◆ **EXERCISE DESCRIPTION**: Copy out only those lines running from the line with "Task: tag the dark wood" to the end of the listing, keeping each one exactly as it is.

===== MATERIAL PROVIDED

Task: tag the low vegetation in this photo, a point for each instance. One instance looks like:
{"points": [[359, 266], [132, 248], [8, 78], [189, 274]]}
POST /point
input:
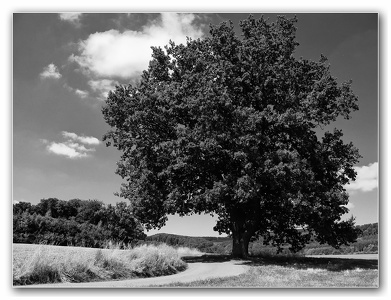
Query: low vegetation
{"points": [[82, 223], [367, 242], [284, 271], [39, 264]]}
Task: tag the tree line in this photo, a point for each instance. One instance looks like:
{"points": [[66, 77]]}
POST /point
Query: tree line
{"points": [[367, 242], [86, 223]]}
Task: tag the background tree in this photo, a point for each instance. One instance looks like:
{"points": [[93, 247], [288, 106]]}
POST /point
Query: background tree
{"points": [[231, 126]]}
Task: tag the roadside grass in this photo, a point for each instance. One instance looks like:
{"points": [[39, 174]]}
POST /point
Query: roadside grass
{"points": [[185, 251], [38, 264], [296, 272]]}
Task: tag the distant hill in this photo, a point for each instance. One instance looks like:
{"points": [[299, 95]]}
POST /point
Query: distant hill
{"points": [[367, 242]]}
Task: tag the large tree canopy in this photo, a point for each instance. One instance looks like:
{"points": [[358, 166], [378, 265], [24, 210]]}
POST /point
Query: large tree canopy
{"points": [[229, 125]]}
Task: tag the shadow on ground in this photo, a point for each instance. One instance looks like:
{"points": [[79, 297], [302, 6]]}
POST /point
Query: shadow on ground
{"points": [[330, 264]]}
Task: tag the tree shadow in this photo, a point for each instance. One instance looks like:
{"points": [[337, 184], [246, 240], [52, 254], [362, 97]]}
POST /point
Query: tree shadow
{"points": [[207, 258], [296, 262]]}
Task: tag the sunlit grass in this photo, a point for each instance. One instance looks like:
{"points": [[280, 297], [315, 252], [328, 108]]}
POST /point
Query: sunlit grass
{"points": [[34, 264], [297, 272], [286, 277]]}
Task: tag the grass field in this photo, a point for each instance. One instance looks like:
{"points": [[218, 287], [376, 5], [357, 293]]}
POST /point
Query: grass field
{"points": [[35, 264], [297, 272]]}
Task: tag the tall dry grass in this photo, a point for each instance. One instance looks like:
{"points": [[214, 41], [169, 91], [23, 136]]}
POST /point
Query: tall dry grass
{"points": [[51, 264]]}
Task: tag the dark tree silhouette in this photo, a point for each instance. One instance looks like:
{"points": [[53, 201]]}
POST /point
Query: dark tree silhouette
{"points": [[227, 125]]}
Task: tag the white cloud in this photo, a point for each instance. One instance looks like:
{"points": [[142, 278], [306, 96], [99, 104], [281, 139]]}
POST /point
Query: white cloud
{"points": [[366, 179], [349, 206], [66, 150], [90, 140], [71, 17], [72, 148], [50, 71], [81, 93], [102, 87], [126, 54]]}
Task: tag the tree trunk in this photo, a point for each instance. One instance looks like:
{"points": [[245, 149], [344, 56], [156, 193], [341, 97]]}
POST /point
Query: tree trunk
{"points": [[241, 239]]}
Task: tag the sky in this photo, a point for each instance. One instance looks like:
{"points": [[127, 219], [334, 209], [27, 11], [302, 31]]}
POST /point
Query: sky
{"points": [[64, 64]]}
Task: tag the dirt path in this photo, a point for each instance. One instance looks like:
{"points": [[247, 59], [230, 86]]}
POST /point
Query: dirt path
{"points": [[348, 256], [195, 271]]}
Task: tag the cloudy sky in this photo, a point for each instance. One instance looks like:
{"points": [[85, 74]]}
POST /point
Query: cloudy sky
{"points": [[64, 65]]}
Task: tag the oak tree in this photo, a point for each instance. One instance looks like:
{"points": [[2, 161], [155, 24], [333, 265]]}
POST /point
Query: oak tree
{"points": [[232, 126]]}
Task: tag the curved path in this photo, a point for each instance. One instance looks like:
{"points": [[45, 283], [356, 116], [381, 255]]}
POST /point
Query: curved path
{"points": [[195, 271]]}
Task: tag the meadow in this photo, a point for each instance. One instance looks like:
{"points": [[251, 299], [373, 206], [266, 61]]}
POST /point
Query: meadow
{"points": [[38, 264], [295, 272]]}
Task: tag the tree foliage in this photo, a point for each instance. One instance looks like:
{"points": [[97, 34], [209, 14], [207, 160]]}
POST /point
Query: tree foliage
{"points": [[87, 223], [228, 125]]}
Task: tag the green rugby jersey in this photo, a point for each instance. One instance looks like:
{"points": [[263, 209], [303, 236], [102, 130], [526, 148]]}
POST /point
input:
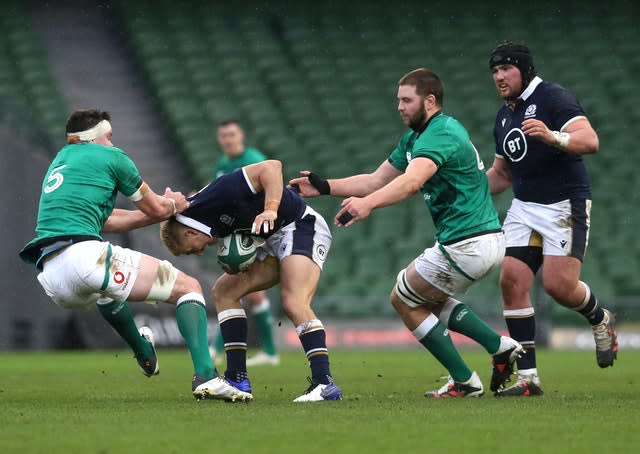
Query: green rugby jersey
{"points": [[457, 196], [249, 156], [79, 192]]}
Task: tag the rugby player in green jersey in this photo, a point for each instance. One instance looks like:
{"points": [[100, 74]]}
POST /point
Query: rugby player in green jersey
{"points": [[236, 155], [78, 269], [436, 157]]}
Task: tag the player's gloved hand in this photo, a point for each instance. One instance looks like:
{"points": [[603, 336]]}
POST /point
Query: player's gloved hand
{"points": [[310, 184], [264, 222], [181, 203]]}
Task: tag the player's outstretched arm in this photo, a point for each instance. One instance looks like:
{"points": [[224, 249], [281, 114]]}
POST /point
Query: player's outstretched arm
{"points": [[152, 208], [266, 176], [398, 189], [311, 184], [126, 220]]}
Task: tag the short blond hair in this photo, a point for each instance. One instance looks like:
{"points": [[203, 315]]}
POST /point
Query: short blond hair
{"points": [[170, 231]]}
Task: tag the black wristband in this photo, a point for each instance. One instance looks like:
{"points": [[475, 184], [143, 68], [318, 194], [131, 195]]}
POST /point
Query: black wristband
{"points": [[319, 183]]}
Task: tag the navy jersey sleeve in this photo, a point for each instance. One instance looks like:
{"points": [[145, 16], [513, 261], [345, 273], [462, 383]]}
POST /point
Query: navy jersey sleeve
{"points": [[565, 107]]}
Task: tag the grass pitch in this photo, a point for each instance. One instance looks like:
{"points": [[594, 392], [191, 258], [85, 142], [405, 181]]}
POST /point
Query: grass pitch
{"points": [[99, 402]]}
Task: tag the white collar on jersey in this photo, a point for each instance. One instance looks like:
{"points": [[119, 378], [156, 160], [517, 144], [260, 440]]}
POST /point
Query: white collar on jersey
{"points": [[532, 86], [197, 225]]}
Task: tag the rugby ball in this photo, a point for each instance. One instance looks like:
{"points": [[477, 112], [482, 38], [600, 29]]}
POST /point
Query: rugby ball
{"points": [[236, 252]]}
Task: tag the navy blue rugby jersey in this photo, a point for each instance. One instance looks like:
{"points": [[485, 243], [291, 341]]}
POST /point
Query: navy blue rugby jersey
{"points": [[229, 204], [541, 173]]}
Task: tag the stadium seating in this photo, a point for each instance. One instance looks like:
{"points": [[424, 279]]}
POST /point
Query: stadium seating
{"points": [[315, 85], [30, 99]]}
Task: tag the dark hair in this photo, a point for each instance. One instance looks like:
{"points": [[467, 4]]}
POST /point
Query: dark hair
{"points": [[81, 120], [518, 55], [426, 82], [229, 121]]}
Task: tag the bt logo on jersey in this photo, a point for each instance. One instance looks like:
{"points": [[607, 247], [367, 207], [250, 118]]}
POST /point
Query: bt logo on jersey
{"points": [[514, 145]]}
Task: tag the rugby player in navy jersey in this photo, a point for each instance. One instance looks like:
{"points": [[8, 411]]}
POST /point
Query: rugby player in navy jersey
{"points": [[541, 133], [297, 240]]}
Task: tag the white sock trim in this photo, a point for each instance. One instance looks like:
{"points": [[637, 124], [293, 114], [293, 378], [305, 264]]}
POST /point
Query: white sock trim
{"points": [[532, 371], [519, 313], [231, 313], [193, 296], [307, 327], [425, 327], [587, 297]]}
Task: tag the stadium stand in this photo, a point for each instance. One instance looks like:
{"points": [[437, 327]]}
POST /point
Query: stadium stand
{"points": [[29, 98], [314, 85]]}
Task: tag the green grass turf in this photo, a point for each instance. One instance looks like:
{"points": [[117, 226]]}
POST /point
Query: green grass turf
{"points": [[99, 402]]}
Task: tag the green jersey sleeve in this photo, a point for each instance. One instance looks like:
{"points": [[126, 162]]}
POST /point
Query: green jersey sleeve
{"points": [[400, 156], [126, 174]]}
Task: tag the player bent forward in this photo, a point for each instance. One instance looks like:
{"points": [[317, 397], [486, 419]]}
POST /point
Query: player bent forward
{"points": [[297, 240], [78, 268]]}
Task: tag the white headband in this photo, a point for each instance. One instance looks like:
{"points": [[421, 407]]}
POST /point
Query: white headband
{"points": [[196, 225], [92, 133]]}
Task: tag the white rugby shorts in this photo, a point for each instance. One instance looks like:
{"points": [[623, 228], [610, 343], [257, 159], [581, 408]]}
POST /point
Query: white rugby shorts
{"points": [[309, 236], [455, 267], [561, 228], [77, 277]]}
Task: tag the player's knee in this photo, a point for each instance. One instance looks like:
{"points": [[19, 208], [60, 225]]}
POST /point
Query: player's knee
{"points": [[514, 284], [403, 293], [191, 284], [558, 288]]}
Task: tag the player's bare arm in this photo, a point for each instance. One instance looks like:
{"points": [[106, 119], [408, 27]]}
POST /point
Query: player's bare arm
{"points": [[266, 176], [419, 171], [126, 220], [576, 137], [499, 176], [159, 207], [356, 185]]}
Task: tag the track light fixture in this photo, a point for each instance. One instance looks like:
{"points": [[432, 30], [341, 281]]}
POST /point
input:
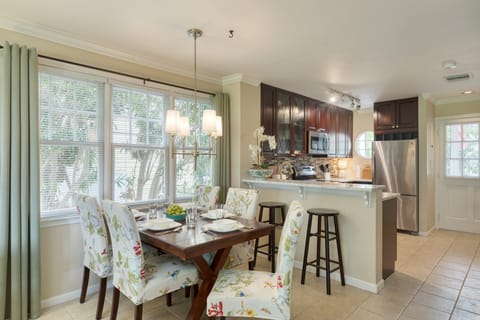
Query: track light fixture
{"points": [[344, 98]]}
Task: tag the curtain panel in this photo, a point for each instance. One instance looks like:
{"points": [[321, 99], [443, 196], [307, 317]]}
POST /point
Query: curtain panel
{"points": [[222, 162], [19, 186]]}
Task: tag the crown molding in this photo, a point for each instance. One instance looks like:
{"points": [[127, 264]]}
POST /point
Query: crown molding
{"points": [[239, 77], [457, 99], [56, 36]]}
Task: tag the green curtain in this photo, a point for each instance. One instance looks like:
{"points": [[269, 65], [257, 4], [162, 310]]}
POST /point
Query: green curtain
{"points": [[19, 186], [222, 161]]}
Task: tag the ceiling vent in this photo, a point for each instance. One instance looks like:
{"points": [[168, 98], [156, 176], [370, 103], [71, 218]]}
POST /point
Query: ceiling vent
{"points": [[458, 77]]}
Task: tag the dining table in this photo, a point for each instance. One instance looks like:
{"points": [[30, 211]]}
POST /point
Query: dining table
{"points": [[192, 243]]}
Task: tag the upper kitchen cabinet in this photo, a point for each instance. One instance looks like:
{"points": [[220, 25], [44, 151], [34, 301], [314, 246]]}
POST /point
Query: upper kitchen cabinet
{"points": [[268, 101], [289, 117], [396, 119], [289, 120]]}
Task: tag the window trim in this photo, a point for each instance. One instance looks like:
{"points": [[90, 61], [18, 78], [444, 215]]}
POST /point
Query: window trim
{"points": [[106, 166]]}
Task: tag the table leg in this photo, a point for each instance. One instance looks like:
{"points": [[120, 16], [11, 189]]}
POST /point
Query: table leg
{"points": [[209, 276]]}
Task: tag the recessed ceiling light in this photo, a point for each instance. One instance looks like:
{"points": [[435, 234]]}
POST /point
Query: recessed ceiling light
{"points": [[449, 64]]}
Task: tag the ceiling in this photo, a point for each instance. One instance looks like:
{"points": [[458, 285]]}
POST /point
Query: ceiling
{"points": [[373, 49]]}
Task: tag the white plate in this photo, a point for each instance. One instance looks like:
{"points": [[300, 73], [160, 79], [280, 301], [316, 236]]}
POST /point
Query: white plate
{"points": [[138, 214], [161, 224], [212, 214], [221, 228]]}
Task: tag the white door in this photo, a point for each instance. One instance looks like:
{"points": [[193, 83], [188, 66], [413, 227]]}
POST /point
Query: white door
{"points": [[457, 186]]}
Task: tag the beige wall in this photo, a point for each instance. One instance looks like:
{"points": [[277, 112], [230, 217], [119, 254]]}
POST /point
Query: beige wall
{"points": [[362, 121], [244, 118], [426, 165], [457, 108]]}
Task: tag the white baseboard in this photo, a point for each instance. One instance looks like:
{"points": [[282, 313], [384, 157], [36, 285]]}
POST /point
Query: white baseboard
{"points": [[354, 282], [428, 232], [72, 295]]}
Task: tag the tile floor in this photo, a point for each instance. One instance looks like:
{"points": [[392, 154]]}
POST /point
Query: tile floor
{"points": [[437, 277]]}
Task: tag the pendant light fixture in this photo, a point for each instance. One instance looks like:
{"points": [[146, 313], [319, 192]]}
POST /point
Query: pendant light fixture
{"points": [[177, 125]]}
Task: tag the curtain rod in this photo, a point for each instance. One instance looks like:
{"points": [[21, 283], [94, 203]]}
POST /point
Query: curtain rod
{"points": [[120, 73]]}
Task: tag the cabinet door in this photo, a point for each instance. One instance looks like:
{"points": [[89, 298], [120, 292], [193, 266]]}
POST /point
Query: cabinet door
{"points": [[282, 118], [385, 115], [267, 108], [331, 127], [344, 133], [407, 114], [298, 125], [311, 115]]}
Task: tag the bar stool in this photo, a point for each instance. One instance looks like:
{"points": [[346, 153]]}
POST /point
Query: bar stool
{"points": [[327, 235], [272, 248]]}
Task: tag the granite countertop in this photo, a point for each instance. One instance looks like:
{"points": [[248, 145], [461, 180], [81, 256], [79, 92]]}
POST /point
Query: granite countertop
{"points": [[389, 195], [338, 184]]}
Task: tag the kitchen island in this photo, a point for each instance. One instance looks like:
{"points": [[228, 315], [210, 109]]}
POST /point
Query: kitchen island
{"points": [[360, 221]]}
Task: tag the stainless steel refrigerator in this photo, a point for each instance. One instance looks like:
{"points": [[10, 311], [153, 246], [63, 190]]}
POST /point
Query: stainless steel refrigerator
{"points": [[395, 165]]}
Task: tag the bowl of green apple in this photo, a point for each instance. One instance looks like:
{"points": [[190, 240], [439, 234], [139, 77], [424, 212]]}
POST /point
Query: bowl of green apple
{"points": [[175, 212]]}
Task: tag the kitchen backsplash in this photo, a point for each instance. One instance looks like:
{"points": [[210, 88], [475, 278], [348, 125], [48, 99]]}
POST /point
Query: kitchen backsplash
{"points": [[278, 163]]}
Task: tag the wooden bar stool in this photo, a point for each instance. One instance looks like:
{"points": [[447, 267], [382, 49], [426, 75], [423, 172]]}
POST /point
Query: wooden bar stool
{"points": [[327, 235], [272, 248]]}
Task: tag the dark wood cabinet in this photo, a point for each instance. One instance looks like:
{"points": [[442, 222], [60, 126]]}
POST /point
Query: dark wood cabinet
{"points": [[267, 111], [397, 117], [289, 116], [290, 123]]}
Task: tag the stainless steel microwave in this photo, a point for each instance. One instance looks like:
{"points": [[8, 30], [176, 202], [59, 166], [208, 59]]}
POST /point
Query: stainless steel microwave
{"points": [[318, 143]]}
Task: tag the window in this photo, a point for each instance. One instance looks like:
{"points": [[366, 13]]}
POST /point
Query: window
{"points": [[71, 142], [363, 144], [116, 150], [184, 185], [462, 155], [138, 145]]}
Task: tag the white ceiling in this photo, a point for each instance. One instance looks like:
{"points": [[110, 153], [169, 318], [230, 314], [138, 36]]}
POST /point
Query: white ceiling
{"points": [[372, 49]]}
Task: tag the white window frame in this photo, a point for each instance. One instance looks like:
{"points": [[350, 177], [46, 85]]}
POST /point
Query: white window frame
{"points": [[444, 142], [110, 79]]}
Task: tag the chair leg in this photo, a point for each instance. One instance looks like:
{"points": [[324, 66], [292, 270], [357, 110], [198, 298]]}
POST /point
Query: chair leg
{"points": [[339, 251], [195, 292], [115, 300], [319, 238], [139, 312], [327, 256], [86, 275], [307, 244], [101, 297]]}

==========

◆ **RESULT**:
Task: tag the dark wood cabinet in this photo, a point for each instance. One instance looks like:
{"points": [[442, 222], [60, 126]]}
POST /point
Query: dark wood cabinet
{"points": [[267, 111], [397, 117], [289, 116], [290, 123]]}
Task: tag the stainless steel microwave in this photo, a point for each instance. One instance looks like:
{"points": [[8, 30], [176, 202], [59, 166], [208, 59]]}
POST /point
Query: stainless steel microwave
{"points": [[318, 143]]}
Task: tag the window in this photo, a point for each instance. One instance looks like:
{"points": [[366, 13]]}
POST /point
Query: window
{"points": [[71, 142], [363, 144], [116, 150], [184, 185], [462, 155], [138, 145]]}
Task: tag the white ceiling in this photo, a point for each instance. One instance looks like:
{"points": [[110, 153], [169, 318], [230, 314], [138, 36]]}
POST /point
Query: white ceiling
{"points": [[372, 49]]}
Task: tag the white window frame in this photo, a point for each instance. One instance looks like:
{"points": [[350, 177], [46, 85]]}
POST /point
Query: white window frame
{"points": [[444, 142], [110, 79]]}
Task: tag the chair leg in this photo, a point for each instance. One instance looks like:
{"points": [[324, 66], [292, 270], [357, 110], [198, 298]]}
POST /point
Query: chair leg
{"points": [[339, 251], [195, 292], [115, 300], [319, 238], [139, 312], [327, 256], [86, 275], [307, 244], [101, 297]]}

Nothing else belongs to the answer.